*** Opening Data to process ***

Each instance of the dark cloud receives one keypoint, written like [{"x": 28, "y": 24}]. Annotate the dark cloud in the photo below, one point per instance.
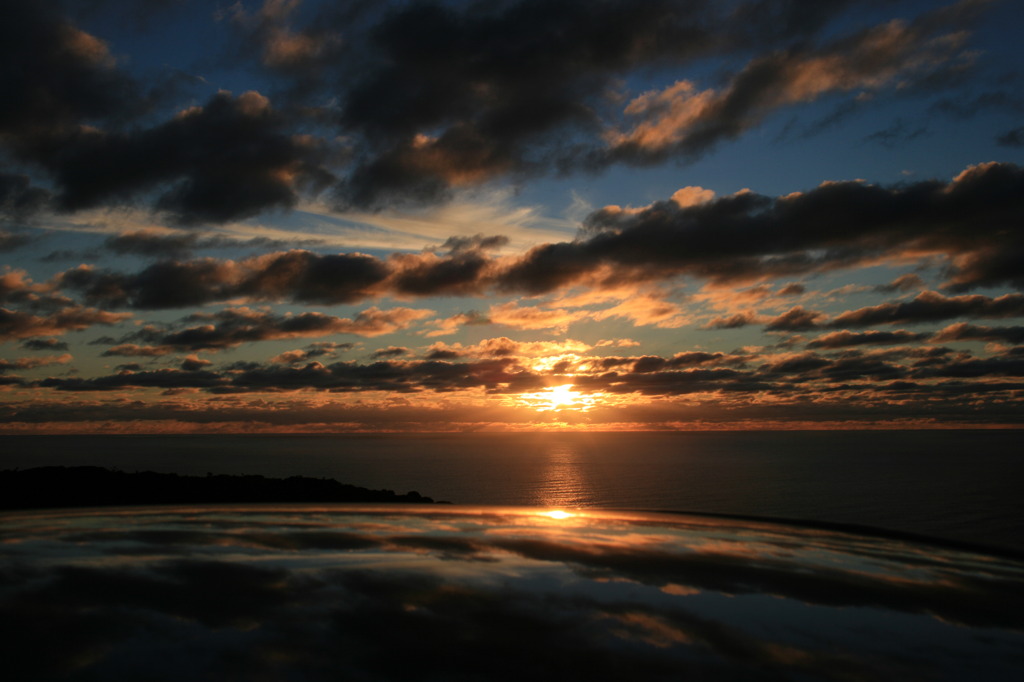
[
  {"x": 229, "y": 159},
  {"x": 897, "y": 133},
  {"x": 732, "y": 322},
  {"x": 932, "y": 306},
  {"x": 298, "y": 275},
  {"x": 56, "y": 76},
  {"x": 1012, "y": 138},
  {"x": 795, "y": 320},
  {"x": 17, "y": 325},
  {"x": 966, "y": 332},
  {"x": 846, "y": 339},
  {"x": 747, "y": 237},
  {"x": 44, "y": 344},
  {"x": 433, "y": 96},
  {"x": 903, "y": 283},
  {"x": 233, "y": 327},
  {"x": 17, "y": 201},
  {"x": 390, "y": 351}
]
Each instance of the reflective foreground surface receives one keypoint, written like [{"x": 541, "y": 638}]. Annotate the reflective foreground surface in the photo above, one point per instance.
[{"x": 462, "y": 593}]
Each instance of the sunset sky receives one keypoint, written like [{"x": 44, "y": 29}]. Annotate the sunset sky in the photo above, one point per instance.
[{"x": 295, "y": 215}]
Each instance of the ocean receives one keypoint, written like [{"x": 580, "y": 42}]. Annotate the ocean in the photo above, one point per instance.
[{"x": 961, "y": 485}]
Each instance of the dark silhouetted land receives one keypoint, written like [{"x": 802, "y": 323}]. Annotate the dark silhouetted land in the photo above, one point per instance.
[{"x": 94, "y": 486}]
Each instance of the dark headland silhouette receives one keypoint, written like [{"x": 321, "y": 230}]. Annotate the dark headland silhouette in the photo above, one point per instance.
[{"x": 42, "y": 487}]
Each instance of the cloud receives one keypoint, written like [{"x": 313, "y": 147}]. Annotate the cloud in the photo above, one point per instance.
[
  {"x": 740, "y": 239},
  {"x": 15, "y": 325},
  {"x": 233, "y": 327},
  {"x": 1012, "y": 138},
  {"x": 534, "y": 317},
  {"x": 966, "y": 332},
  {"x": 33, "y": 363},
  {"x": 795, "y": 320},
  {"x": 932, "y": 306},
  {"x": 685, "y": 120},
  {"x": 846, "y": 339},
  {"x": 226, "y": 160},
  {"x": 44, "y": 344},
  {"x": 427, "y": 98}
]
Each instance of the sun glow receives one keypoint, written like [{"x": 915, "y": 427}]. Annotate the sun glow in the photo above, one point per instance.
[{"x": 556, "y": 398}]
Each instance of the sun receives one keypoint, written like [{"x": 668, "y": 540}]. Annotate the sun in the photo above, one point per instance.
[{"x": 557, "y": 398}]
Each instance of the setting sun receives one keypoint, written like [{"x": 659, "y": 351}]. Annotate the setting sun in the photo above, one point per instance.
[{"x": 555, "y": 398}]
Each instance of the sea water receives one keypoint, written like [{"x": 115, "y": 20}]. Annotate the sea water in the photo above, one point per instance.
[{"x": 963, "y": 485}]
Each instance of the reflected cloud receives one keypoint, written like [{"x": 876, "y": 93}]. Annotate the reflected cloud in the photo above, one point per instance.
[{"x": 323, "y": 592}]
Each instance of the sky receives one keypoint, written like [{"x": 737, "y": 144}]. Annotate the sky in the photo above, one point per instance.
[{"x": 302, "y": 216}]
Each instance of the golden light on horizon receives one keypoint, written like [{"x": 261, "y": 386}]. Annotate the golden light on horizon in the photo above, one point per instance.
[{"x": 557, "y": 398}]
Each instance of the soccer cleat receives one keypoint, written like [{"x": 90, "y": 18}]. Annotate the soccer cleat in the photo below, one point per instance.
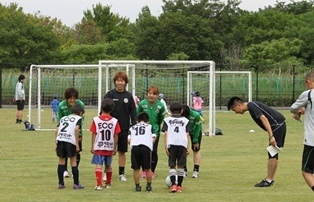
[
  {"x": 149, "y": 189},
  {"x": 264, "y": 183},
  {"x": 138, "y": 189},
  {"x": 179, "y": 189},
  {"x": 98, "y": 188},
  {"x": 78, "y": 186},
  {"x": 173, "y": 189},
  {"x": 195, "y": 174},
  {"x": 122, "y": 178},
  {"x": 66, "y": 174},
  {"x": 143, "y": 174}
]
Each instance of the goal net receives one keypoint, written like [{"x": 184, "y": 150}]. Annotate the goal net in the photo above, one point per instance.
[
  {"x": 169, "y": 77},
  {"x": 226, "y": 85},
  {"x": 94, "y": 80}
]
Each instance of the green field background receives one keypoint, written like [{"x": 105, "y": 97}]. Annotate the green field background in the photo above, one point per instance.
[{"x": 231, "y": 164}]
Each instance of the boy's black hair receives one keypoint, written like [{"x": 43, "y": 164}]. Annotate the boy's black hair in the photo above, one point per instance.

*** Closing Data to process ***

**Directions for this task**
The required output is the lines from the one containing "Each instance of the setting" through the end of the records above, reproduced exactly, with no pictures.

**Output for this exercise**
Each instance of the setting sun receives one keypoint, written like [{"x": 659, "y": 351}]. Annotate the setting sun in the photo above, one point per instance.
[{"x": 555, "y": 398}]
Each instance of the sea water receives one keypoint, written like [{"x": 115, "y": 20}]. Annotate the sea water in the photo above, one point per instance.
[{"x": 963, "y": 485}]
Each instance of the reflected cloud receives one keypoint, written like [{"x": 876, "y": 93}]. Annotate the reflected cloud in the photo above, one point per instance.
[{"x": 323, "y": 592}]
Each instance of the sky receives one keypoint, written like [{"x": 737, "y": 144}]. Annotate the sky in the photo above, one point per instance.
[{"x": 302, "y": 216}]
Each instance of the golden light on horizon receives one keypoint, written like [{"x": 261, "y": 386}]. Annotate the golden light on horizon in the photo above, one point per instance.
[{"x": 557, "y": 398}]
Each instance of the soccer cleat receives one keypoint, written like [{"x": 90, "y": 18}]. Annotate the soccer cleat in the photo below, one point per instance.
[
  {"x": 149, "y": 189},
  {"x": 264, "y": 183},
  {"x": 138, "y": 189},
  {"x": 179, "y": 189},
  {"x": 98, "y": 188},
  {"x": 78, "y": 186},
  {"x": 173, "y": 189},
  {"x": 195, "y": 174},
  {"x": 122, "y": 178},
  {"x": 66, "y": 174},
  {"x": 143, "y": 174}
]
Each instance of the goal net receives one keypoint, written like [{"x": 184, "y": 150}]. Annotate the goal net in the photo above, one point per instance.
[
  {"x": 169, "y": 77},
  {"x": 226, "y": 85},
  {"x": 94, "y": 80}
]
Each instance of the green field background receives one keypoint, written like [{"x": 105, "y": 97}]. Annotate the green field background in the photo above, one point per instance.
[{"x": 231, "y": 164}]
Each instance of the boy's black hair receives one keypoint, written like [{"x": 43, "y": 164}]. Annotate the boy's black hair in the photo above, one point per instance.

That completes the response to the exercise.